──────── Records supplied

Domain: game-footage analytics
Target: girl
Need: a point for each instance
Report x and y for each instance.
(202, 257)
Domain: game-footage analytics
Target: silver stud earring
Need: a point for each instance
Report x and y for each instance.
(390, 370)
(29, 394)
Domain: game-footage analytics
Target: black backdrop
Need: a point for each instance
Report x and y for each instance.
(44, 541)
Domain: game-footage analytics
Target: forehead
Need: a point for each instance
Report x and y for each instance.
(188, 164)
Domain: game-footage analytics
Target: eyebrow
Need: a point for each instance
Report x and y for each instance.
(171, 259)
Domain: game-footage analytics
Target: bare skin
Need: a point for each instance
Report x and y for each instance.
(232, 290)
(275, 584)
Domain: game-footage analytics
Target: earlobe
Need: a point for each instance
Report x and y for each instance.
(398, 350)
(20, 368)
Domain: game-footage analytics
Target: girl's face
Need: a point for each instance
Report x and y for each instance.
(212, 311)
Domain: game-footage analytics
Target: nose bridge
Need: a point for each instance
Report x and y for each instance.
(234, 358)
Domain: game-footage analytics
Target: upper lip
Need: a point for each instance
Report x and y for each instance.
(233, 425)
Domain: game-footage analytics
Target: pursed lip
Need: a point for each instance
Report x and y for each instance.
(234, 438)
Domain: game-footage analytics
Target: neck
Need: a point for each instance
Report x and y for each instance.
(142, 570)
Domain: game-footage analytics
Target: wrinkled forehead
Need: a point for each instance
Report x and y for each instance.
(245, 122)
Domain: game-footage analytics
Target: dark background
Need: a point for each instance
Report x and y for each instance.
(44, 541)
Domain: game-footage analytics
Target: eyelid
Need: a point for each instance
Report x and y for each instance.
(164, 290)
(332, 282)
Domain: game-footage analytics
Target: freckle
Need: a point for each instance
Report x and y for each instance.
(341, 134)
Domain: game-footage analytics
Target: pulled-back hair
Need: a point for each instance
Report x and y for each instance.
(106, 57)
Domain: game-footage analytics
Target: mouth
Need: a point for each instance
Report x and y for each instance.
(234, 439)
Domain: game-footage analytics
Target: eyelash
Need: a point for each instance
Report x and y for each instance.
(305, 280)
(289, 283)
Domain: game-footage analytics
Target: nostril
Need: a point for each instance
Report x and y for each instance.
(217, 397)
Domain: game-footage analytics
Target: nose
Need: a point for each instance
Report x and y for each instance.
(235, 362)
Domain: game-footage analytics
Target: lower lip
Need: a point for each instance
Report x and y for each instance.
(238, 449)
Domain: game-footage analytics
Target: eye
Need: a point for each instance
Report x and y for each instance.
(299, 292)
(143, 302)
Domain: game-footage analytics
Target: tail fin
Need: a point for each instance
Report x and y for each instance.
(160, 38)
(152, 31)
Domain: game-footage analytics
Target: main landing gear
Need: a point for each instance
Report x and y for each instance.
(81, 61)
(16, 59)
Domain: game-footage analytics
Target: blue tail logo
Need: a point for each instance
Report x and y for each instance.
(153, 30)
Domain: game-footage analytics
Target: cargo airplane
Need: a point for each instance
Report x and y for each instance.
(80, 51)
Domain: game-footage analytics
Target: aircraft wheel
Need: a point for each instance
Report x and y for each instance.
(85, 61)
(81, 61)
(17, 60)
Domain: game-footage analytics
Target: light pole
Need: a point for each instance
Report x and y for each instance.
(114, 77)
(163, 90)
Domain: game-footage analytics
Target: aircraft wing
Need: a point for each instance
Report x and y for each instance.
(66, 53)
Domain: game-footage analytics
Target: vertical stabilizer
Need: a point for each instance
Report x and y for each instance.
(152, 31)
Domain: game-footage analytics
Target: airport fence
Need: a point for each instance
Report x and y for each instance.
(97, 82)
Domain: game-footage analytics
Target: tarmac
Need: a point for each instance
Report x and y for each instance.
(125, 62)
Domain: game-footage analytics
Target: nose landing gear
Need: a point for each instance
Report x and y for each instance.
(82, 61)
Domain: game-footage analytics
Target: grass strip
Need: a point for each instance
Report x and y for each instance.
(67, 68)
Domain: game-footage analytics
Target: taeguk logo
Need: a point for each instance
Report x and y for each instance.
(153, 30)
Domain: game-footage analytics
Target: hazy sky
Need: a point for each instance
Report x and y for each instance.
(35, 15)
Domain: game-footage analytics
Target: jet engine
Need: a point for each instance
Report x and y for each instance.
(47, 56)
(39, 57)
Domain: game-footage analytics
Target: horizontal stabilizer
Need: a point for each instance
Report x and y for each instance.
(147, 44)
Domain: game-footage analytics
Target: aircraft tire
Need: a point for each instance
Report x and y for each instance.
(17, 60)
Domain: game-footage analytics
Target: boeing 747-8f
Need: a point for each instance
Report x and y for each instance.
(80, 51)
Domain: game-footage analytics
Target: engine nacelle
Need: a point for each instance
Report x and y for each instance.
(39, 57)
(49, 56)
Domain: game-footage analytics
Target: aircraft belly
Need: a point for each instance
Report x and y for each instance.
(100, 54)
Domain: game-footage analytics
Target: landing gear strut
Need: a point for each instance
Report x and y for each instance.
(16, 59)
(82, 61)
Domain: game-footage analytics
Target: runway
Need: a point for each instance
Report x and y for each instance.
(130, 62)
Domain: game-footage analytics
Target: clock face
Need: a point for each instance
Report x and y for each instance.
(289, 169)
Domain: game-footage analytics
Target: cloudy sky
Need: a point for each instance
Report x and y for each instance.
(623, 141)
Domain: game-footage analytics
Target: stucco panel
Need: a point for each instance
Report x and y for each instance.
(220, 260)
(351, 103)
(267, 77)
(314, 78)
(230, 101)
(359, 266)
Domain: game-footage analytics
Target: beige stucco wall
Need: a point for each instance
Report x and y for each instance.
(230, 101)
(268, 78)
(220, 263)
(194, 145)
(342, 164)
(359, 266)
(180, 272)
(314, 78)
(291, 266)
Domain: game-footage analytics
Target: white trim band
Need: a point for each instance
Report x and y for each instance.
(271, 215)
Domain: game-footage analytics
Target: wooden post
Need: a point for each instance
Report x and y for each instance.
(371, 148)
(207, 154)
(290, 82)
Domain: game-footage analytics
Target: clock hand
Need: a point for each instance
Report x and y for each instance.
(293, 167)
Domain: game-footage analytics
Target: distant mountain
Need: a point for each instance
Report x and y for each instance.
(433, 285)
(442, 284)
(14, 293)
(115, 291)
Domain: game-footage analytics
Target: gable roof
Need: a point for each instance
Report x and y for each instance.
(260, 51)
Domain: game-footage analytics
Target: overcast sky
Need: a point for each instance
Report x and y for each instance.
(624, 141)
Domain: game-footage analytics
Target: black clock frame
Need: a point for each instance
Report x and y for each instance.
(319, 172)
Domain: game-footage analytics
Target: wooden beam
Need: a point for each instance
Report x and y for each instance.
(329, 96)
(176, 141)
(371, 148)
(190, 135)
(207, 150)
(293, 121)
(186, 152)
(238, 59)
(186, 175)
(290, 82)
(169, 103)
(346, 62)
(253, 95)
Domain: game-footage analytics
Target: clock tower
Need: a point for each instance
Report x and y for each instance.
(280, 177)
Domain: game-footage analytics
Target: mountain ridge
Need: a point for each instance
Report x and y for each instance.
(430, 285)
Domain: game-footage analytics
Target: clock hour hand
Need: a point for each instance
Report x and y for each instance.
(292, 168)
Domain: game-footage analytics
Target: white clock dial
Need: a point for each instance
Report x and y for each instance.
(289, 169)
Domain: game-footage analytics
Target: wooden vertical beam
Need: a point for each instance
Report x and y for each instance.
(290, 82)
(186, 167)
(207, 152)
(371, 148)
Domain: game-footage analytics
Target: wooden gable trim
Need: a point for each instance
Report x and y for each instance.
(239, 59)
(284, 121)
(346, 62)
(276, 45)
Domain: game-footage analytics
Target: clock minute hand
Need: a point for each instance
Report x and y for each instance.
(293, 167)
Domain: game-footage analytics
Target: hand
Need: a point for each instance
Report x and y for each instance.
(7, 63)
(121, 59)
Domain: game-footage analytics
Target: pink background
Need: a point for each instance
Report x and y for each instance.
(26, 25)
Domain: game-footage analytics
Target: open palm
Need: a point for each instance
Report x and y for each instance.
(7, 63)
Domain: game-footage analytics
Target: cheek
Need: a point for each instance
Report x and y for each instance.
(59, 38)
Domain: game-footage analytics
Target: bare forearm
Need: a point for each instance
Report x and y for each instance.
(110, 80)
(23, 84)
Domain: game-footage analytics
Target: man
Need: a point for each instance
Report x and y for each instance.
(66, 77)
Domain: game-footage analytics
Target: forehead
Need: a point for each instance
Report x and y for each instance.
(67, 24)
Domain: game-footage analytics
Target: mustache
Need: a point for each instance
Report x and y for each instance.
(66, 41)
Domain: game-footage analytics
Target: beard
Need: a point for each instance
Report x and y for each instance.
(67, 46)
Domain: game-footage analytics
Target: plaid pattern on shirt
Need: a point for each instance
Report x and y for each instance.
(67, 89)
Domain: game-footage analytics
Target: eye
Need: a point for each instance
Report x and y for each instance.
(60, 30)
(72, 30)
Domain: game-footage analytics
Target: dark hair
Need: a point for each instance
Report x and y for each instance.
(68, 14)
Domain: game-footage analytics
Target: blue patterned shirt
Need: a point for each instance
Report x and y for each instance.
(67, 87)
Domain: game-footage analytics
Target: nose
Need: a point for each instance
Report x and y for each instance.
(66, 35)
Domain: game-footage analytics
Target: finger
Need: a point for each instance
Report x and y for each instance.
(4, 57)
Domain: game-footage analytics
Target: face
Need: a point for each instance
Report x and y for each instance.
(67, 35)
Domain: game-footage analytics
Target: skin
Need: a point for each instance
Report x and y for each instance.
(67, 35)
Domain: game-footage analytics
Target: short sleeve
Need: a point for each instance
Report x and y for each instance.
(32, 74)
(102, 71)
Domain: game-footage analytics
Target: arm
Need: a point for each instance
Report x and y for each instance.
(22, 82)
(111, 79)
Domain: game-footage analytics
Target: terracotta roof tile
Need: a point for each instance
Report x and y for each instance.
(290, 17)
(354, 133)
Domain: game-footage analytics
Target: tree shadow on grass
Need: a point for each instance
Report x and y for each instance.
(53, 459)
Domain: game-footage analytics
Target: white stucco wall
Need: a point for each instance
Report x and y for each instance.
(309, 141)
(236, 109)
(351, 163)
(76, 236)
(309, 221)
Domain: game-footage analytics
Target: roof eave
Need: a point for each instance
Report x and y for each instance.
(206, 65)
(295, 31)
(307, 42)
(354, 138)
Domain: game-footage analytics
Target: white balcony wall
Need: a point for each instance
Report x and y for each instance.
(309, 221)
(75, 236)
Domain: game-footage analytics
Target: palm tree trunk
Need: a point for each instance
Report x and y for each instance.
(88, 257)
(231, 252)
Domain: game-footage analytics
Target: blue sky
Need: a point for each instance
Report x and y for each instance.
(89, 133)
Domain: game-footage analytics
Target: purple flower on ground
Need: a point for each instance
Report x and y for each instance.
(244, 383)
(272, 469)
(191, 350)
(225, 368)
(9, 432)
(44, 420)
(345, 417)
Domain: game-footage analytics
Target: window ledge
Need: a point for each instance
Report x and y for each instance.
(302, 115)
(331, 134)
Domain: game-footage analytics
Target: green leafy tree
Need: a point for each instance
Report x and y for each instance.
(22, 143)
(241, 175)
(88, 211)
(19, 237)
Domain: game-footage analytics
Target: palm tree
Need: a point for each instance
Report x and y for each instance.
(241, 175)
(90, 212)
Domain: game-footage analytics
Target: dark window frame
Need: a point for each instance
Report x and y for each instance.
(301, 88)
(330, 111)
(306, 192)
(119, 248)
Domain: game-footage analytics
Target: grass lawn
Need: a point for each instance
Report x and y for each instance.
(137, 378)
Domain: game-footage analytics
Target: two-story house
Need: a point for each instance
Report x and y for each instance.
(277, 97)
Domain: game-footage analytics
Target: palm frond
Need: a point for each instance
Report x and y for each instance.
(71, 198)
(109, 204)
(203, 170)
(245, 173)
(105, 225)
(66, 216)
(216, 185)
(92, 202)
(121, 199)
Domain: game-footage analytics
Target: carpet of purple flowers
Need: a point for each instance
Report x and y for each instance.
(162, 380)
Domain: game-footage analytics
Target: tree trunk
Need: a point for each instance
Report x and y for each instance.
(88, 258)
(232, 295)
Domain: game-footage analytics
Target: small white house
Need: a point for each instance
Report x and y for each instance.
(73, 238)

────────────────

* **Your instructions**
Find the lines above that contain "white" and report their number, without comment.

* **Answer to this exercise**
5